#### [REQUIRED TASK]
Each entry below should be reproduced character for character.

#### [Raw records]

..........

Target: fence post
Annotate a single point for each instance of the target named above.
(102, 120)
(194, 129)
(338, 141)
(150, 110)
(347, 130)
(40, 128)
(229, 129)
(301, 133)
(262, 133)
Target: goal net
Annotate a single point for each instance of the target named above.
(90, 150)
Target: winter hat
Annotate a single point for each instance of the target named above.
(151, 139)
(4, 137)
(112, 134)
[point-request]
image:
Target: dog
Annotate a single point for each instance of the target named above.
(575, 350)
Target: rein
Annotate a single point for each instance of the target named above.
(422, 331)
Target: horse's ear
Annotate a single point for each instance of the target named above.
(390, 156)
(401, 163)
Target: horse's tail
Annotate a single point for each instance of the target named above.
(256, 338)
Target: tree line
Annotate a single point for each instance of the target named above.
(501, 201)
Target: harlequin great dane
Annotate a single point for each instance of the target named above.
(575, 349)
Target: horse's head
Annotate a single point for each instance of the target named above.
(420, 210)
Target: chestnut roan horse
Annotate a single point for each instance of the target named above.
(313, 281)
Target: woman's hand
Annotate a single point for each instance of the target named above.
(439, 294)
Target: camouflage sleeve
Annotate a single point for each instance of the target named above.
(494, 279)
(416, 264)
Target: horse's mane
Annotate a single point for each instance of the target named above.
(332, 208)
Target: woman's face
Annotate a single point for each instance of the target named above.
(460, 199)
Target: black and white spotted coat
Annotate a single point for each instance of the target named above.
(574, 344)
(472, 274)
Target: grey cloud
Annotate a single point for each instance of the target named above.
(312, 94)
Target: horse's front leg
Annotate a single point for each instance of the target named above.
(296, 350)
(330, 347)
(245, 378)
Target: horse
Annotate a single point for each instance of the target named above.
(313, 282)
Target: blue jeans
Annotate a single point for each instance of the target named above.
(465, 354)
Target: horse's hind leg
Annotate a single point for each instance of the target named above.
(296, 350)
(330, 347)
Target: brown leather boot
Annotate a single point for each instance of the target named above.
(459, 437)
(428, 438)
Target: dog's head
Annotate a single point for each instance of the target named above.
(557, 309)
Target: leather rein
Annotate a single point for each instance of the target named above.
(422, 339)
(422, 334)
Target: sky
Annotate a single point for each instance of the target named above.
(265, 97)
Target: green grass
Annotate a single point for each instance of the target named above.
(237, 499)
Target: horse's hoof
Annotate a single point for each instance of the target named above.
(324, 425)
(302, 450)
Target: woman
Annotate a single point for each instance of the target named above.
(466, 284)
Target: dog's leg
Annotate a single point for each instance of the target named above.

..........

#### [EXERCISE SOLUTION]
Target: fence post
Annotate a single point for each instance of the target named above.
(102, 120)
(194, 129)
(338, 141)
(150, 110)
(347, 130)
(40, 128)
(229, 129)
(301, 133)
(262, 133)
Target: goal net
Annotate a single point for each instance of the target named above.
(90, 150)
Target: winter hat
Annotate a single point for each instance of the target named above.
(151, 139)
(4, 137)
(112, 134)
[point-request]
image:
Target: dog
Annotate a single point for each instance of the target named above.
(575, 350)
Target: rein
Annotate a single point for each instance of the target named above.
(422, 331)
Target: horse's ear
Annotate a single point for each instance of the target named above.
(390, 156)
(401, 163)
Target: horse's tail
Annotate a single point for each instance of the target named above.
(256, 338)
Target: tree line
Annotate a single point for each instance of the target named above.
(501, 201)
Target: harlequin great dane
Annotate a single point for each instance of the target named above.
(575, 349)
Target: horse's head
Annotate a single point for each instance of the target named above.
(420, 210)
Target: chestnut roan horse
Annotate a single point for each instance of the target named above.
(313, 281)
Target: woman's hand
Annotate a single point for each instance of the target named above.
(439, 294)
Target: camouflage sleeve
Annotate a single point for each instance of the target named above.
(494, 279)
(416, 264)
Target: horse's mane
Annotate a single point for each instance of the target named above.
(332, 208)
Target: woman's face
Annotate a single point for each instance of the target named above.
(460, 199)
Target: black and white spotted coat
Annotate a single point for each instance of the target named above.
(574, 344)
(472, 274)
Target: grey cloud
Annotate a single point for each instance of the target named above.
(312, 94)
Target: horse's front leg
Annotate a single point for each instance of the target named above.
(296, 350)
(330, 347)
(245, 378)
Target: horse
Annotate a single point for each instance of the target named above.
(313, 282)
Target: blue jeans
Annotate a single point for each instance of the target named above.
(465, 354)
Target: horse's hind leg
Annotate a single point for each instance of the target named above.
(296, 350)
(330, 347)
Target: brown leather boot
Annotate a single point for each instance of the target named above.
(459, 437)
(428, 438)
Target: dog's head
Annotate a single point for each instance of the target named above.
(557, 309)
Target: leather rein
Annotate a single point for each instance of the target named above.
(422, 339)
(422, 334)
Target: sky
Annotate a single point for each instance of the target named above.
(265, 97)
Target: green grass
Annotate a single point for each instance of the target named above.
(237, 499)
Target: horse's hoof
Annotate a single point for each instance of the target named above.
(324, 425)
(302, 450)
Target: woman
Annotate a single point for each instance of the target named above.
(466, 284)
Target: dog's leg
Annotate a single point for each instance of the target named above.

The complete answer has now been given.